Dataset records:
=== Begin Enclosure ===
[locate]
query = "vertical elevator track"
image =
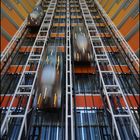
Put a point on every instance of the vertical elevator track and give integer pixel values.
(99, 88)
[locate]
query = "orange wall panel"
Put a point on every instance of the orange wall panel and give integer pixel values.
(129, 24)
(108, 5)
(134, 42)
(4, 42)
(115, 8)
(12, 14)
(123, 13)
(8, 26)
(20, 9)
(27, 5)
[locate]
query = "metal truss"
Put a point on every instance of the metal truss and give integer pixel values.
(69, 132)
(126, 46)
(7, 51)
(101, 57)
(24, 88)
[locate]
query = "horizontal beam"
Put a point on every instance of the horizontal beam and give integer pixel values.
(96, 101)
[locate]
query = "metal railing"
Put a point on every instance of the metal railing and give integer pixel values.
(112, 89)
(40, 43)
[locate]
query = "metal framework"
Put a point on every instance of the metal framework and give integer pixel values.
(29, 90)
(8, 48)
(69, 131)
(128, 49)
(109, 90)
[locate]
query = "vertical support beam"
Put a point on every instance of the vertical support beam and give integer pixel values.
(69, 132)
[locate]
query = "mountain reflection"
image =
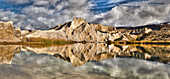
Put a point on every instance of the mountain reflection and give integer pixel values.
(79, 54)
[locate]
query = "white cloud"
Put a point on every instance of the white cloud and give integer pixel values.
(43, 14)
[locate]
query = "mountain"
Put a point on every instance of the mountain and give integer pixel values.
(79, 30)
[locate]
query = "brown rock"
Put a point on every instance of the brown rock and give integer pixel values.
(79, 30)
(7, 32)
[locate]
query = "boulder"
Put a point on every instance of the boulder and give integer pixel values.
(7, 32)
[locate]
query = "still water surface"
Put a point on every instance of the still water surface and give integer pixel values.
(84, 61)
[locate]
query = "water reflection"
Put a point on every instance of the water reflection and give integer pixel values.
(79, 54)
(91, 61)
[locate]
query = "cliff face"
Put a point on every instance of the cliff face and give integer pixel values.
(79, 30)
(79, 54)
(7, 32)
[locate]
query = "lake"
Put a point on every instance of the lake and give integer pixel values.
(85, 61)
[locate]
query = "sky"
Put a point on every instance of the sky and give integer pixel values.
(45, 14)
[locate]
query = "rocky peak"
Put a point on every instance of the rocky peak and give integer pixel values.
(7, 32)
(77, 22)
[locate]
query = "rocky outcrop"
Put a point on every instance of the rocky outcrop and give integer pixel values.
(7, 52)
(79, 30)
(8, 33)
(78, 54)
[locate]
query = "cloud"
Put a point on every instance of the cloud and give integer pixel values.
(44, 14)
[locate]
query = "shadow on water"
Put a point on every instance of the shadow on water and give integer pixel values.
(92, 60)
(78, 54)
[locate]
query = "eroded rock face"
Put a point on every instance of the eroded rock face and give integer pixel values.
(79, 54)
(79, 30)
(7, 32)
(7, 52)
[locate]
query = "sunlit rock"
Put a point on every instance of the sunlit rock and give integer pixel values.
(79, 30)
(7, 52)
(7, 32)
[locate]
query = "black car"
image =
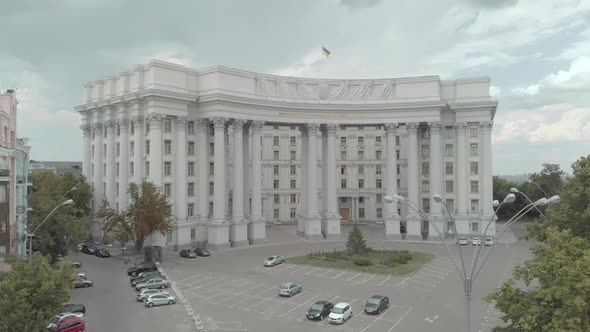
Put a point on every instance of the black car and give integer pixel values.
(102, 253)
(187, 254)
(202, 252)
(319, 310)
(70, 307)
(135, 270)
(376, 304)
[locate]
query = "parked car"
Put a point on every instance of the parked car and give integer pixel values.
(476, 241)
(202, 252)
(70, 307)
(289, 289)
(79, 283)
(188, 254)
(135, 270)
(376, 304)
(319, 310)
(153, 283)
(71, 324)
(102, 253)
(340, 313)
(159, 299)
(149, 291)
(274, 260)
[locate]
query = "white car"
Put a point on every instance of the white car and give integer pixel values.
(340, 313)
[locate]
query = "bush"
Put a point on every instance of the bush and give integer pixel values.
(362, 261)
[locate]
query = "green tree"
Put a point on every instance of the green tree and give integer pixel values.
(356, 244)
(561, 300)
(31, 293)
(68, 225)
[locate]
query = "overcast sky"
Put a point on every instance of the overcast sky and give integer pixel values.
(537, 54)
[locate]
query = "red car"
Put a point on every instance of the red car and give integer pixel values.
(71, 324)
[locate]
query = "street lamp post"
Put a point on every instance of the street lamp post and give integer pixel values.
(467, 275)
(68, 202)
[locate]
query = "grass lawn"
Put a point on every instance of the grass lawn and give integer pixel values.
(418, 260)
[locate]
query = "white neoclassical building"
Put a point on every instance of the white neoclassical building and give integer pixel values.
(234, 150)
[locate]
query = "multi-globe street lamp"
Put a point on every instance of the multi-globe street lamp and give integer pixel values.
(467, 274)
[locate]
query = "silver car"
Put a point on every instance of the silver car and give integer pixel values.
(149, 291)
(153, 283)
(159, 299)
(289, 288)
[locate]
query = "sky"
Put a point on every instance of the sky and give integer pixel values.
(537, 54)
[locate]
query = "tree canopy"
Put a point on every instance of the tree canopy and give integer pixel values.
(31, 293)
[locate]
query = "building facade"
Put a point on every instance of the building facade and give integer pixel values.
(14, 162)
(234, 149)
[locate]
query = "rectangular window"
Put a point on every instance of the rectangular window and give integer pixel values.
(474, 187)
(449, 186)
(448, 150)
(449, 168)
(167, 168)
(191, 169)
(167, 147)
(474, 167)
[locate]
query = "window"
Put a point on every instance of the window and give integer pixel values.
(167, 147)
(474, 187)
(191, 148)
(425, 151)
(191, 169)
(473, 149)
(448, 132)
(448, 150)
(449, 186)
(474, 205)
(425, 169)
(449, 168)
(474, 166)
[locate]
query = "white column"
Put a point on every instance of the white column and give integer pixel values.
(218, 230)
(183, 227)
(256, 228)
(124, 164)
(155, 157)
(332, 218)
(413, 219)
(390, 215)
(238, 232)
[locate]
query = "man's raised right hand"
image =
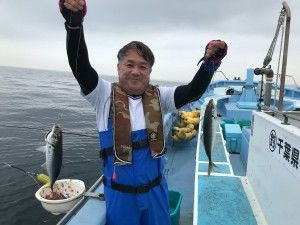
=== End Enclosure ===
Images do not belong in the copy; reproduce all other parts of the records above verbatim.

[locate]
query = "vertical elevator track"
image =
Put a point on every instance of the vertical elevator track and give integer pixel values.
(99, 88)
[locate]
query = "orange wall panel"
Put a point on every instance of the orange wall panel and give integer pixel values.
(129, 24)
(108, 5)
(134, 42)
(4, 42)
(115, 8)
(12, 14)
(123, 13)
(8, 26)
(20, 9)
(27, 5)
[locate]
query = "metal truss"
Put a point on every instance of the metal truss and give integer pixel values.
(69, 132)
(126, 46)
(7, 51)
(101, 57)
(24, 88)
[locate]
query = "horizontal beam"
Put a point on every instance of the horizontal beam and give integer pixel values.
(96, 101)
[locate]
query = "metal railing"
Put a point on every instance of the metal railing and give integer pixel values.
(112, 89)
(40, 43)
[locate]
query = "metal framework"
Put a point on every instance of the metal framework and give integer pixel values.
(29, 90)
(8, 48)
(69, 131)
(128, 49)
(109, 90)
[locate]
query = "vertical support beam"
Put a point on every instance of the vertical support beam and give integer pixel values.
(69, 132)
[locate]
query = "mountain reflection"
image =
Put a point on every instance of the mountain reflection and give integer pixel values.
(79, 54)
[locate]
query = "white cloud"
Put a point on every instance of the white cloud and give integer pixel values.
(43, 14)
[locate]
query = "mountain"
Put a point on every instance of the mountain and give integer pixel values.
(79, 30)
[locate]
query = "brown rock"
Put a point on every instance of the brown rock and give integer pixel values.
(79, 30)
(7, 32)
[locate]
query = "boulder"
Put a point on every instance of the boulder and give integer pixel values.
(7, 32)
[locate]
query = "still water surface"
Put a point on every instance of the still water surface and give integer pixel values.
(84, 61)
[locate]
query = "water reflection"
Put a point on every instance of the water reflection and give integer pixel values.
(79, 54)
(91, 61)
[locate]
query = "cliff face"
Put a point on every instance of the cliff face and give integer pixel values.
(79, 30)
(79, 54)
(7, 32)
[locate]
query = "lake"
Put a point on every instance of the lake and give integer pixel values.
(85, 61)
[locate]
query = "sky"
Put a point on every instance of the sky and give integer pixel values.
(45, 14)
[locate]
query = "rocky peak"
Put a point on every instance of the rocky peak and give integer pixel values.
(7, 32)
(77, 22)
[locate]
query = "rocky outcrop"
Put a point on every instance of the rocky outcrop and give integer pixel values.
(7, 52)
(79, 30)
(8, 33)
(78, 54)
[locate]
query = "cloud"
Put a point on every instance of the cloud and give integer pixel values.
(44, 14)
[locate]
query = "shadow on water"
Put a point on every instance of the shadow on water and give integer pixel values.
(92, 60)
(78, 54)
[locate]
query = "eroded rock face"
Put a point on every instance of the eroded rock face and give integer pixel values.
(79, 54)
(79, 30)
(7, 32)
(7, 52)
[locate]
query = "sunlit rock"
Put a point on every instance of the sunlit rock and give integer pixel values.
(79, 30)
(7, 52)
(7, 32)
[locate]
query = "black car"
image =
Put a point on every instance of the black car and give integer pixel values.
(102, 253)
(187, 254)
(202, 252)
(319, 310)
(70, 307)
(135, 270)
(376, 304)
[locate]
query = "parked car"
Put a point on every instance of the parked car and give integer pixel values.
(476, 241)
(202, 252)
(70, 307)
(289, 289)
(79, 283)
(188, 254)
(135, 270)
(376, 304)
(319, 310)
(153, 283)
(71, 324)
(102, 253)
(340, 313)
(159, 299)
(149, 291)
(274, 260)
[locate]
query = "white car"
Put a point on every instance of the white car and give integer pixel values.
(340, 313)
[locate]
query = "bush"
Put a point on every instance of the bush and give integer pixel values.
(362, 261)
[locate]
query = "green tree"
Put a point on every instance of the green tree and give integer pixel values.
(356, 244)
(561, 300)
(31, 293)
(68, 225)
[locate]
query = "overcast sky"
Put a point on every instance of the overcast sky and give integer pixel values.
(537, 54)
[locate]
query = "red car"
Put a point on every instance of the red car and give integer pixel values.
(71, 324)
[locate]
query = "street lamp post"
Put a point on every instance of the street lamp post and give integer pixel values.
(467, 275)
(68, 202)
[locate]
query = "grass lawn"
Put a point on every instance of the grass lawn and give integer pixel values.
(418, 260)
[locate]
query = "white neoclassical building"
Put a point on every instance of the white neoclassical building and give integer pixel values.
(234, 150)
[locate]
query = "multi-globe street lamp"
Put a point on every instance of the multi-globe street lamp and give integer pixel values.
(467, 274)
[locate]
query = "silver car"
Put a point on every instance of the silver car and give integer pixel values.
(149, 291)
(153, 283)
(159, 299)
(289, 288)
[locate]
query = "sky"
Put a point on every instance of the sky and give integer pixel values.
(537, 54)
[locate]
query = "tree canopy"
Put a point on every instance of the tree canopy and give integer pixel values.
(31, 293)
[locate]
query = "building facade"
Put a point on every instance of the building facade and give integer pixel values.
(14, 162)
(234, 149)
[locate]
query = "rectangular window"
Put a point on every instance of the rectangular window and give integer pixel values.
(474, 187)
(449, 186)
(448, 150)
(449, 168)
(167, 168)
(191, 169)
(167, 147)
(474, 167)
[locate]
query = "window"
Put a point on every instance of the window and give integer pixel values.
(167, 147)
(474, 187)
(191, 148)
(425, 151)
(191, 169)
(473, 149)
(448, 132)
(448, 150)
(449, 186)
(474, 205)
(425, 169)
(449, 168)
(474, 166)
[locate]
query = "white column"
Put a point on every instance of the white column and give integer pixel values.
(218, 230)
(183, 227)
(256, 228)
(124, 164)
(155, 157)
(332, 218)
(413, 219)
(390, 215)
(238, 232)
[locate]
query = "man's raised right hand"
image =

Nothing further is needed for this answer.